## TASK TO COMPLETE:
Rewrite the material below as a numbered list, leaving out any blank lines.

## SUPPLIED DATA:
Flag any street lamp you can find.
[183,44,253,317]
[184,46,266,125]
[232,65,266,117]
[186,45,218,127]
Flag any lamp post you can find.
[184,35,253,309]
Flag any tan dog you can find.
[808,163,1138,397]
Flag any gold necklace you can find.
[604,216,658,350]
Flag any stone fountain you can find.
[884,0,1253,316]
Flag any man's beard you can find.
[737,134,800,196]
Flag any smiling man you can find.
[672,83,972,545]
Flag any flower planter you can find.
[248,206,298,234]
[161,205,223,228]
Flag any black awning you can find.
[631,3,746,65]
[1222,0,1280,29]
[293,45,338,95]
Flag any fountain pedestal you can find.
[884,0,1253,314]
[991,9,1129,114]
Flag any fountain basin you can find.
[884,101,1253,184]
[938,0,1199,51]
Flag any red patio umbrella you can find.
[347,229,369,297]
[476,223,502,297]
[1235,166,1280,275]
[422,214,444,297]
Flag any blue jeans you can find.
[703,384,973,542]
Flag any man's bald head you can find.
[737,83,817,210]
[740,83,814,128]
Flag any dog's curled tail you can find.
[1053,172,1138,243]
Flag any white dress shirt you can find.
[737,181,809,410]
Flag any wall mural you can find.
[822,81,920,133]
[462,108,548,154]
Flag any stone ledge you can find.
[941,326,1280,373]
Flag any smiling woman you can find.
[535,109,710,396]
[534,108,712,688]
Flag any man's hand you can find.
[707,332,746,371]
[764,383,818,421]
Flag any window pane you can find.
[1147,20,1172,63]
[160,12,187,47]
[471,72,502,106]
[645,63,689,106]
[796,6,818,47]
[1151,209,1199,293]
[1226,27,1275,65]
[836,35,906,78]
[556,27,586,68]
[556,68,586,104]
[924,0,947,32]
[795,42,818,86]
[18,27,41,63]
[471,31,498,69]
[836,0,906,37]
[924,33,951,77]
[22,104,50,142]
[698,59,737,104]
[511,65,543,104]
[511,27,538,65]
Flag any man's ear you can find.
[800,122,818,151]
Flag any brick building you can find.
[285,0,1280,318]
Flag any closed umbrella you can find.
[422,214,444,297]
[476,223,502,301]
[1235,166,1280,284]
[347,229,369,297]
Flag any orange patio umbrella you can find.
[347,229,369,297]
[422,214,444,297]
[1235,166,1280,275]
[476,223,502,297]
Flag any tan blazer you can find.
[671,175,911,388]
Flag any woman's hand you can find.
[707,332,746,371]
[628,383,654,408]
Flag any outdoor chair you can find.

## ANSWER IN FULL:
1. Flag any street lamp you can find.
2. [183,44,253,317]
3. [184,46,266,125]
4. [232,65,266,117]
5. [186,45,218,127]
6. Flag any lamp post you can find.
7. [184,35,253,309]
8. Flag any tan dog you can find.
9. [808,163,1138,397]
10. Flag any gold necklace you can find.
11. [604,216,658,350]
12. Flag any stone fountain you can find.
13. [884,0,1253,316]
14. Flag any man's beard you can find.
15. [737,134,800,196]
16. Flag any smiling man you can find.
17. [672,83,972,545]
18. Flag any flower planter you can find.
19. [248,206,298,234]
20. [161,205,223,228]
21. Flag any black awning you can find.
22. [631,3,746,65]
23. [1222,0,1280,29]
24. [293,45,338,95]
25. Flag any fountain pedestal you can find.
26. [884,0,1253,314]
27. [991,9,1129,114]
28. Flag any fountain basin you can find.
29. [884,101,1253,184]
30. [938,0,1199,51]
31. Flag any red patio umbrella you can find.
32. [347,229,369,297]
33. [476,223,502,297]
34. [1235,166,1280,275]
35. [422,214,444,297]
36. Flag any blue jeans you can find.
37. [703,384,973,542]
38. Flag any man's bald head you can find.
39. [737,83,817,210]
40. [740,83,814,128]
41. Flag any dog's curled tail you can find.
42. [1053,172,1138,243]
43. Flag any white dress shirt you can find.
44. [737,181,809,410]
45. Flag any wall mural you can find.
46. [822,81,920,133]
47. [462,108,548,154]
48. Flag any stone ledge you can find.
49. [941,326,1280,373]
50. Flag any smiling woman you can find.
51. [535,109,710,396]
52. [534,108,712,688]
53. Flag any man's hand you can find.
54. [707,332,746,371]
55. [764,383,818,421]
56. Flag any window pane you can find.
57. [1147,20,1172,63]
58. [160,12,187,47]
59. [471,72,502,106]
60. [645,63,689,106]
61. [796,6,818,47]
62. [1151,209,1199,293]
63. [1226,27,1275,65]
64. [836,35,906,78]
65. [556,27,586,68]
66. [556,68,586,104]
67. [924,0,947,32]
68. [795,42,818,86]
69. [18,27,41,63]
70. [471,31,498,69]
71. [836,0,906,37]
72. [924,33,951,77]
73. [22,104,50,142]
74. [698,59,737,104]
75. [511,65,543,104]
76. [511,27,538,65]
77. Flag any man's ear you can find.
78. [800,122,818,151]
79. Flag any brick building you can find.
80. [285,0,1280,318]
81. Flag any closed umbrella you can find.
82. [422,214,444,297]
83. [476,223,502,301]
84. [1235,166,1280,284]
85. [347,229,369,297]
86. Flag any orange patio umbrella you can find.
87. [347,229,369,297]
88. [422,214,444,297]
89. [1235,166,1280,275]
90. [476,223,502,297]
91. Flag any tan blazer you can find.
92. [671,175,911,388]
93. Flag any woman's hand you can find.
94. [707,332,746,371]
95. [628,383,654,408]
96. Flag any outdoor chair you can find.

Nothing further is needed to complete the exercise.